*** Opening SUPPLIED PASSAGE ***

Five min daily disinfection with undiluted neutral-pH EOW of conventional heat-polymerized, 3D-printed, or CAD/CAM-milled denture resin samples performed over the long-term (up to 3.0 y) was simulated in a customized cycling device and effects on resin properties (colour, surface roughness, surface hardness, flexural strength) were measured. Effects were compared with those caused by tap water and a commercial DCT. Resin properties were affected both by the type of denture resin and the immersion agent. RTU neutral-pH EOW did not significantly change the colour (∆E00), the surface roughness (∆Ra) or the flexural strength (MPa) of denture resins. Results were comparable to treatment with the DCT (p >0.05), although the mean ∆E00 caused by the DCT for the heat-polymerized and the CAD/CAM-milled denture resins was above the perceptibility threshold (threshold where change in colour becomes perceivable). The mean surface hardness (Vickers; GPa) was not adversely impacted by either the EOW or the DCT treatments at 3.0 y, except for 3D-printed denture resins, where it decreased by 23% with both agents compared to the baseline (p <0.0001), and when compared to a 13% decrease caused by tap water (p<0.01).

*** Closing SUPPLIED PASSAGE ***
*** Opening ENTRIES SHOWN ***

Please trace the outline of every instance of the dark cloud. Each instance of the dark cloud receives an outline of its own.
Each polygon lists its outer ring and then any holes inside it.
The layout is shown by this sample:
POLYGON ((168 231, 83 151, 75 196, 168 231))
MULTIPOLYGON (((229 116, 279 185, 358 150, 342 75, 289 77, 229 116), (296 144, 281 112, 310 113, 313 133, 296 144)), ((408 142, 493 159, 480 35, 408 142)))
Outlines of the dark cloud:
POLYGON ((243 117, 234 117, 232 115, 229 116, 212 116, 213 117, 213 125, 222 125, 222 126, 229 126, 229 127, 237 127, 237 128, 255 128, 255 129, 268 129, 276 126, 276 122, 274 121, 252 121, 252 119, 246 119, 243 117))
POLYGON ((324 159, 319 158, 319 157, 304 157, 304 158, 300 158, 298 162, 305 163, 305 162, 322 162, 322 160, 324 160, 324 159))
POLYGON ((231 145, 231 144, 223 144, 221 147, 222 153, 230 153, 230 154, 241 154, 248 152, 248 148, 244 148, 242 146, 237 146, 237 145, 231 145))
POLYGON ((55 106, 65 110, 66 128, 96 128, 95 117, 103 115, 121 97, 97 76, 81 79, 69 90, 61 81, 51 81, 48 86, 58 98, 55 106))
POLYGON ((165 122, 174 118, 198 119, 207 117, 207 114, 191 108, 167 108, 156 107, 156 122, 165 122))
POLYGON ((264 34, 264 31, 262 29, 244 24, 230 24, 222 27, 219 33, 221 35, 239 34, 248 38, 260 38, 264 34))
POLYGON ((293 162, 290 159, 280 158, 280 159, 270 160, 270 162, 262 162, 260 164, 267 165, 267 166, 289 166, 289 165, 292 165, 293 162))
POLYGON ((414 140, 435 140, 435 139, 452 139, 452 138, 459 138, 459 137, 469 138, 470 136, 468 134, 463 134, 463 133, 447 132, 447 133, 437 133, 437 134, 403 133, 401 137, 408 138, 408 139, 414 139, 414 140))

*** Closing ENTRIES SHOWN ***

ACTIVITIES:
1. Please summarize the denture resin disinfection passage in two sentences.
2. Carry on the denture resin disinfection passage from its last sentence.
The listing isn't needed for the work here.

RESPONSES BY TASK:
1. Heat-polymerized, 3D-printed, and CAD/CAM-milled denture resin samples underwent simulated daily five-minute disinfection with undiluted neutral-pH EOW for up to 3.0 years, and the effects on color, surface roughness, surface hardness, and flexural strength were compared with those of tap water and a commercial DCT. The EOW did not significantly change color, surface roughness, or flexural strength, with results comparable to the DCT, and surface hardness was not adversely affected except in 3D-printed resins, where both agents caused a 23% decrease compared with a 13% decrease from tap water.

2.
In summary, the research described in this thesis demonstrates RTU neutral-pH EOW to be stable for up to five months from manufacture and longer shelf-life can be achieved under refrigerated conditions. The effectiveness of RTU neutral-pH EOW against C. albicans test strains, recent human isolates and biofilms formed on denture resin surfaces, and the overall minimal effects on denture resin properties from long-term exposure, supports its use as a denture cleaner. Furthermore, the investigation revealed novel and informative data on the molecular mechanism of action of EOW and C. albicans adaptive responses that, with further investigation, will help to understand and expand its application. The results indicate that neutral-pH EOW is a suitable agent for studying HOCl-stress adaptive responses and resistance mechanisms in other fungal and bacterial species.